§ **JOB**:
Convert the data below into a JSON list of strings, one string per line, leaving out blank lines. Leave the pictures out of the answer.

** START OF DATASET RECORDS **

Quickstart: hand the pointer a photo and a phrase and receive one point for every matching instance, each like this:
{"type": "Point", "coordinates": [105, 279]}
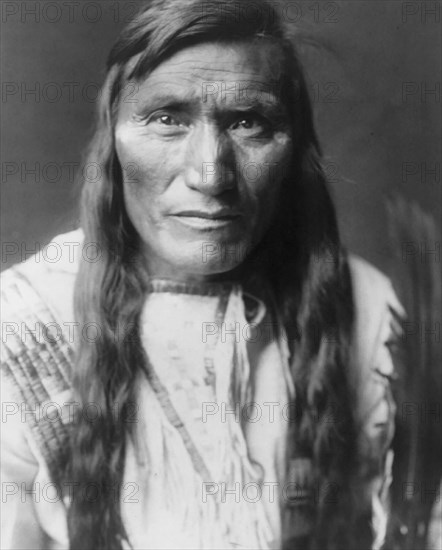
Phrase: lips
{"type": "Point", "coordinates": [207, 219]}
{"type": "Point", "coordinates": [223, 213]}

** END OF DATASET RECORDS **

§ **CORRECT ANSWER**:
[
  "Quickstart: hand the pointer a photo and a phrase and receive one point for every matching instance, each like this:",
  "{\"type\": \"Point\", \"coordinates\": [105, 279]}",
  "Phrase: lips",
  "{\"type\": \"Point\", \"coordinates\": [207, 219]}",
  "{\"type\": \"Point\", \"coordinates\": [223, 213]}"
]